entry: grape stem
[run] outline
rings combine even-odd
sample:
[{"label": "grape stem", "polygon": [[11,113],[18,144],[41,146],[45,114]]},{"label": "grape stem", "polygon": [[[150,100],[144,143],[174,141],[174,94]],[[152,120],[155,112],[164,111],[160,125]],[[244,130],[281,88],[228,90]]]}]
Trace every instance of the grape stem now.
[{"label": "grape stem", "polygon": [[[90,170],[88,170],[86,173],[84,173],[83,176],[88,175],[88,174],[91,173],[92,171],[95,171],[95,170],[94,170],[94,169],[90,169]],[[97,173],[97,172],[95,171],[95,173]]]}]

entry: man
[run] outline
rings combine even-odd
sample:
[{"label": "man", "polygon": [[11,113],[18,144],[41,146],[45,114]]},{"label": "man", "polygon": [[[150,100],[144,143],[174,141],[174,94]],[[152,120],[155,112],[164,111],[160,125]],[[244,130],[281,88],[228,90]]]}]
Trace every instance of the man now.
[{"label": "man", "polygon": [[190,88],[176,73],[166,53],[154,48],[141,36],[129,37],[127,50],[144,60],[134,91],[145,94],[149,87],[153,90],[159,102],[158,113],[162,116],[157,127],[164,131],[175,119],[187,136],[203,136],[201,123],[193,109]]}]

--

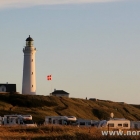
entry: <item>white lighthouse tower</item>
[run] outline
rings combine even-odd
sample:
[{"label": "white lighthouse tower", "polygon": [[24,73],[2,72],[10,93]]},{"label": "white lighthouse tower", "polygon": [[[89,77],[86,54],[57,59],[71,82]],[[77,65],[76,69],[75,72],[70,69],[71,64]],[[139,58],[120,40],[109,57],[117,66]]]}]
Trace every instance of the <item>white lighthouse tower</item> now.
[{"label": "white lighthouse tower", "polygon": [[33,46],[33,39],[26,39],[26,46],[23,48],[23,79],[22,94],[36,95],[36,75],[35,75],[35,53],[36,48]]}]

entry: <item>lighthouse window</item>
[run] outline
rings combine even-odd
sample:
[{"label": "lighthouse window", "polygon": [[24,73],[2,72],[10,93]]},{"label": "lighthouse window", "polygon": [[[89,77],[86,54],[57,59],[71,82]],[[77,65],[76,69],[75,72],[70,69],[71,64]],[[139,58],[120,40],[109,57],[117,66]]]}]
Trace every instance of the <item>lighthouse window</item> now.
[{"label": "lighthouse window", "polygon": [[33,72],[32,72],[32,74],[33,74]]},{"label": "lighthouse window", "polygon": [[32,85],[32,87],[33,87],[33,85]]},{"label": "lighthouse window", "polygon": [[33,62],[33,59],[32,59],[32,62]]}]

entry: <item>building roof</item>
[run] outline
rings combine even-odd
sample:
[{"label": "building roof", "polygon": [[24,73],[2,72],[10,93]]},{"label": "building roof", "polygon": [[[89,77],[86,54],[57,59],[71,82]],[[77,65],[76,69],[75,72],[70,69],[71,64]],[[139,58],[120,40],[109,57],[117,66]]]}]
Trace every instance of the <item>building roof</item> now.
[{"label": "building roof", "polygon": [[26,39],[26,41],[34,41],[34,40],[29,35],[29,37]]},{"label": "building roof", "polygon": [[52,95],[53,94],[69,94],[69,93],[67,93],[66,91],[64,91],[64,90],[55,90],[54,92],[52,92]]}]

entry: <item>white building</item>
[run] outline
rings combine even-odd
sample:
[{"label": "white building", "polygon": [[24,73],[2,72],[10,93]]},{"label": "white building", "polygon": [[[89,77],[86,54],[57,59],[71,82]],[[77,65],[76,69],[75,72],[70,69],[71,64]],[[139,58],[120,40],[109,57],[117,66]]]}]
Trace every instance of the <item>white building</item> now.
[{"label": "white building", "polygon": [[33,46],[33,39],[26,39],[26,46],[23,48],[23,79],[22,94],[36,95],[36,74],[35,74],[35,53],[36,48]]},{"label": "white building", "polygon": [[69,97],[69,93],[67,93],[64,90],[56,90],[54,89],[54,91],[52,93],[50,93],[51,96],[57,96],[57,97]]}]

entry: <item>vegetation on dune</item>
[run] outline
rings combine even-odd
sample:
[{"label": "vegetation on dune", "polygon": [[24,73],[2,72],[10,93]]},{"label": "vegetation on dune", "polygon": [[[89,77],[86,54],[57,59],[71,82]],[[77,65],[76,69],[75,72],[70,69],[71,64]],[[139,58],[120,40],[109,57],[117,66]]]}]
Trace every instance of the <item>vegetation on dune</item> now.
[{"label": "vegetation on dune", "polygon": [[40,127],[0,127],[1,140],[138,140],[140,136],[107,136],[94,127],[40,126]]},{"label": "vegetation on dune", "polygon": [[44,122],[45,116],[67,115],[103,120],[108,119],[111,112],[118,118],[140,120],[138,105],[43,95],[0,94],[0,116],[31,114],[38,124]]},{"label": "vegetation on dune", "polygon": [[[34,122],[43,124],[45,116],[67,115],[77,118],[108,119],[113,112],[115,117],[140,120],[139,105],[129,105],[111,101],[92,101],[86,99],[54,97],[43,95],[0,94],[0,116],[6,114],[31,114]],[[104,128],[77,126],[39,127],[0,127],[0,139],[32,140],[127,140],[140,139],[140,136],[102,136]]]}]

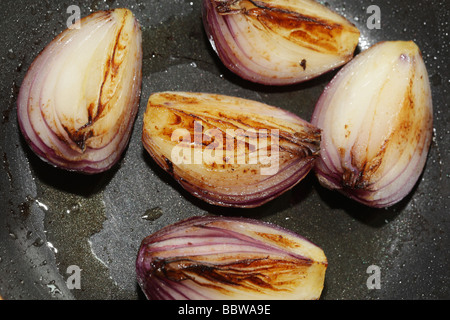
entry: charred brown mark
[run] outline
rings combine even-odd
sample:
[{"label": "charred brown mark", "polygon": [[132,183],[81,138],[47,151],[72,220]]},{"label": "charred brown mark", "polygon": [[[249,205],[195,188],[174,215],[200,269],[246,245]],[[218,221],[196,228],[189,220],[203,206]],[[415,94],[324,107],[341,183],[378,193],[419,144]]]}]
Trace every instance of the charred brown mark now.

---

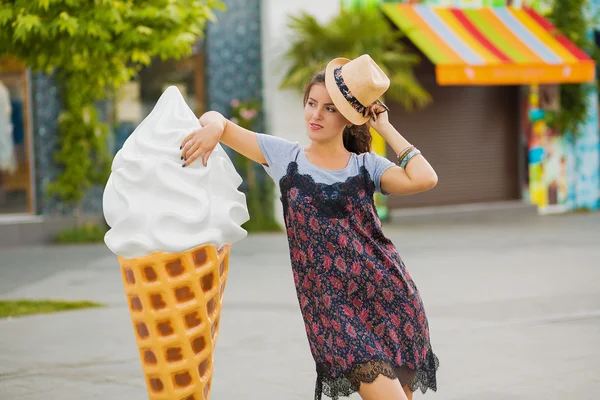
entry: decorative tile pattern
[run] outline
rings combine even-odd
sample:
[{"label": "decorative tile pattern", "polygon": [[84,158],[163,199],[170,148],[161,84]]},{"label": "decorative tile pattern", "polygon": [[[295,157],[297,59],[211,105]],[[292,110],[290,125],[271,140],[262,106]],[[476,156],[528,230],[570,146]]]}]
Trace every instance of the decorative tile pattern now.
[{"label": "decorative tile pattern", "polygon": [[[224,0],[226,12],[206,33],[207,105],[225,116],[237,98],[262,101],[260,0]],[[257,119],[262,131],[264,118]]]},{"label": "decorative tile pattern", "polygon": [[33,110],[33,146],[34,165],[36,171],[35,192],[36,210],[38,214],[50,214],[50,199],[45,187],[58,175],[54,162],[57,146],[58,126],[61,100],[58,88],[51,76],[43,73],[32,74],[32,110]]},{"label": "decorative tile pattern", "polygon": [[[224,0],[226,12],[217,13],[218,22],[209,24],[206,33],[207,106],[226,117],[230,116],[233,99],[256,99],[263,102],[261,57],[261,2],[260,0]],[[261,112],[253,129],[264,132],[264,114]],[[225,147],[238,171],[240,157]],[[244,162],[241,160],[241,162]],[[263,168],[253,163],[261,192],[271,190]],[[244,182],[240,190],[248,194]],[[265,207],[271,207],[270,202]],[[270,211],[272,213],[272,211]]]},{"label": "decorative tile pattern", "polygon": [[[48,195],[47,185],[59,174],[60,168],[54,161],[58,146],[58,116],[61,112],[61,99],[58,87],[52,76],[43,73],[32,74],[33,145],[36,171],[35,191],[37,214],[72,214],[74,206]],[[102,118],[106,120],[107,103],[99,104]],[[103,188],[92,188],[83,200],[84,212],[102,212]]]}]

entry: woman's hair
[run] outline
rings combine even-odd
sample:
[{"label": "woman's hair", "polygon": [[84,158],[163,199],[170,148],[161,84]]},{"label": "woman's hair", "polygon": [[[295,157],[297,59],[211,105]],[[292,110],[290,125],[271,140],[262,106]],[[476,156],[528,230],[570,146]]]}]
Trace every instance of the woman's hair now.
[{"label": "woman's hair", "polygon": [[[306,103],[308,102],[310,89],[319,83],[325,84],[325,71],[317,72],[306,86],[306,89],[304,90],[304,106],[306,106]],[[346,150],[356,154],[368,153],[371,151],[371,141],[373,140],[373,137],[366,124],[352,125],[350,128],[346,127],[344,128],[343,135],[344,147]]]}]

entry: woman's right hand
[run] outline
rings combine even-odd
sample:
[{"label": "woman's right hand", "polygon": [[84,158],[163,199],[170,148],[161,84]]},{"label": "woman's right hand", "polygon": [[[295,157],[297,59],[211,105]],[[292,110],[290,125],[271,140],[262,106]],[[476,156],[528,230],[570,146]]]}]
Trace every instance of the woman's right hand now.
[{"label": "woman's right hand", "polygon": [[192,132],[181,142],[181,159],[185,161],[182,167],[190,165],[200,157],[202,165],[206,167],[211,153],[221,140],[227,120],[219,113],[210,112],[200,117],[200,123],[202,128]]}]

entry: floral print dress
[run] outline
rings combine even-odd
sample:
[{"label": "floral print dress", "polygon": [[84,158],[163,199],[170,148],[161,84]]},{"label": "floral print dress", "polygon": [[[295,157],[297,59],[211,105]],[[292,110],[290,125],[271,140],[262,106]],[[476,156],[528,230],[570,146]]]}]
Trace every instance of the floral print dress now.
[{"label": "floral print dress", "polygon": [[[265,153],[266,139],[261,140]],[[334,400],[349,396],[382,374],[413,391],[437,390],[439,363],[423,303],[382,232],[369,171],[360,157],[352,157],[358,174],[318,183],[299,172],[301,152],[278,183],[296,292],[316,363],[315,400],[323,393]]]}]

- **EXERCISE AIM**
Wherever the string "mark" appears in the records above, copy the line it sits in.

- **YOUR SOLUTION**
entry: charred brown mark
[{"label": "charred brown mark", "polygon": [[132,183],[81,138],[47,151],[72,220]]},{"label": "charred brown mark", "polygon": [[[249,205],[195,188],[174,215],[200,269],[246,245]],[[218,221],[196,228],[189,220],[203,206]],[[415,94],[324,107],[341,183],[378,193],[419,144]]]}]
Trace every instance of the charred brown mark now.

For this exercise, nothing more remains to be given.